→ **WORK TO COMPLETE**:
Excluding any images, copy all of the lines below precisely as written.

++++++

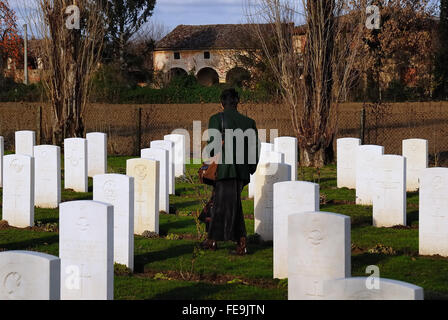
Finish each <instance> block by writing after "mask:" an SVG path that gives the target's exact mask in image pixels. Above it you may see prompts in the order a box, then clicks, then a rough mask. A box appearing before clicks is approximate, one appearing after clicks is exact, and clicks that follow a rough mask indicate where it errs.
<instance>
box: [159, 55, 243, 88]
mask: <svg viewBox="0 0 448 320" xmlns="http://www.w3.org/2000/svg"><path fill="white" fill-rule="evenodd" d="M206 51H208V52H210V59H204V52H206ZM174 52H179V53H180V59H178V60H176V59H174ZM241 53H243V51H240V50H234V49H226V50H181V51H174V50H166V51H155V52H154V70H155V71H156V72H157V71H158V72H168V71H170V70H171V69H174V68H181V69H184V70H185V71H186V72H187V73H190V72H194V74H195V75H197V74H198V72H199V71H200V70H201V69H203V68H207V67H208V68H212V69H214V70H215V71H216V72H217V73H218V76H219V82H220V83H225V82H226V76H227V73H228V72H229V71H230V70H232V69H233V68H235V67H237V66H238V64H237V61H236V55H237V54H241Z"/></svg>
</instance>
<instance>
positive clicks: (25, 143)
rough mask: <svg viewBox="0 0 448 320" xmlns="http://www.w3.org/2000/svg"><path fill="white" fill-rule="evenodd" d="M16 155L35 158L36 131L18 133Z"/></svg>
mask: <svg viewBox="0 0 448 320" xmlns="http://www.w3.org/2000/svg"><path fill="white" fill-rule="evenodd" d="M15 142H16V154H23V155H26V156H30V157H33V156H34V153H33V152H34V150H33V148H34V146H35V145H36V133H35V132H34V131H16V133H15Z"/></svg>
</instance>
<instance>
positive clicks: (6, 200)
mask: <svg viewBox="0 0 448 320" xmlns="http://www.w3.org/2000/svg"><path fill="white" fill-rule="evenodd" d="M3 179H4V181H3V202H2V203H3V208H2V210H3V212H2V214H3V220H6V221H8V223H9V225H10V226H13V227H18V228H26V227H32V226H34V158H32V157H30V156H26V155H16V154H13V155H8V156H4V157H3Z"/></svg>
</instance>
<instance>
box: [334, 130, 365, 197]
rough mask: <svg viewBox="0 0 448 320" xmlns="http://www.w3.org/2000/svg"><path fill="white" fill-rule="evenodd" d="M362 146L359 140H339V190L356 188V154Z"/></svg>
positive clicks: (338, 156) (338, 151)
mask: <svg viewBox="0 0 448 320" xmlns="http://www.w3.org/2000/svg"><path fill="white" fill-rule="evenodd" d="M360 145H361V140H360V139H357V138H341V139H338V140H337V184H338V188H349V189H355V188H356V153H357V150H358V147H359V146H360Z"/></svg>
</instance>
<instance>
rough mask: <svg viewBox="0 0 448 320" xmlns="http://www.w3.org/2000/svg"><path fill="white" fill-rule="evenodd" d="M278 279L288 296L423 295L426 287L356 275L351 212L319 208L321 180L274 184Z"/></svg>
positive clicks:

++++++

→ **SOLUTION**:
Finish each <instance> block by writing after "mask:" an SVG path that gives the target's exact mask in image pixels. Above it you may see prompts in the order a box, then clicks, then a rough mask. A box appearing before clicks is approximate, one appearing after clicks is exact, and clicks that follow a rough mask indicate where it errs.
<instance>
box: [159, 55, 243, 88]
mask: <svg viewBox="0 0 448 320" xmlns="http://www.w3.org/2000/svg"><path fill="white" fill-rule="evenodd" d="M206 51H208V52H210V59H204V52H206ZM174 52H179V53H180V59H178V60H176V59H174ZM241 53H243V51H240V50H234V49H226V50H181V51H174V50H166V51H155V52H154V70H155V71H156V72H157V71H158V72H168V71H170V70H171V69H174V68H181V69H184V70H185V71H186V72H187V73H190V72H194V74H195V75H197V74H198V72H199V71H200V70H201V69H203V68H207V67H208V68H212V69H214V70H215V71H216V72H217V73H218V76H219V82H220V83H225V82H226V76H227V73H228V72H229V71H230V70H232V69H233V68H235V67H237V66H238V64H237V61H236V55H237V54H241Z"/></svg>
</instance>
<instance>
positive clicks: (25, 143)
rough mask: <svg viewBox="0 0 448 320" xmlns="http://www.w3.org/2000/svg"><path fill="white" fill-rule="evenodd" d="M16 155L35 158L36 131L18 133Z"/></svg>
mask: <svg viewBox="0 0 448 320" xmlns="http://www.w3.org/2000/svg"><path fill="white" fill-rule="evenodd" d="M15 142H16V154H23V155H26V156H30V157H33V156H34V153H33V152H34V150H33V148H34V146H35V145H36V133H35V132H34V131H16V133H15Z"/></svg>
</instance>
<instance>
positive clicks: (6, 200)
mask: <svg viewBox="0 0 448 320" xmlns="http://www.w3.org/2000/svg"><path fill="white" fill-rule="evenodd" d="M3 179H4V181H3V202H2V203H3V208H2V210H3V212H2V214H3V220H6V221H8V223H9V225H10V226H13V227H18V228H26V227H32V226H34V158H32V157H30V156H26V155H16V154H13V155H8V156H4V157H3Z"/></svg>
</instance>
<instance>
box: [334, 130, 365, 197]
rough mask: <svg viewBox="0 0 448 320" xmlns="http://www.w3.org/2000/svg"><path fill="white" fill-rule="evenodd" d="M362 146L359 140H339V190L356 188V154Z"/></svg>
positive clicks: (338, 156) (338, 151)
mask: <svg viewBox="0 0 448 320" xmlns="http://www.w3.org/2000/svg"><path fill="white" fill-rule="evenodd" d="M360 145H361V140H360V139H357V138H341V139H338V140H337V184H338V188H349V189H355V188H356V153H357V150H358V147H359V146H360Z"/></svg>
</instance>
<instance>
rough mask: <svg viewBox="0 0 448 320" xmlns="http://www.w3.org/2000/svg"><path fill="white" fill-rule="evenodd" d="M278 279L288 296L423 295L426 287L356 275L351 212L319 208L321 180L274 184Z"/></svg>
positive clicks:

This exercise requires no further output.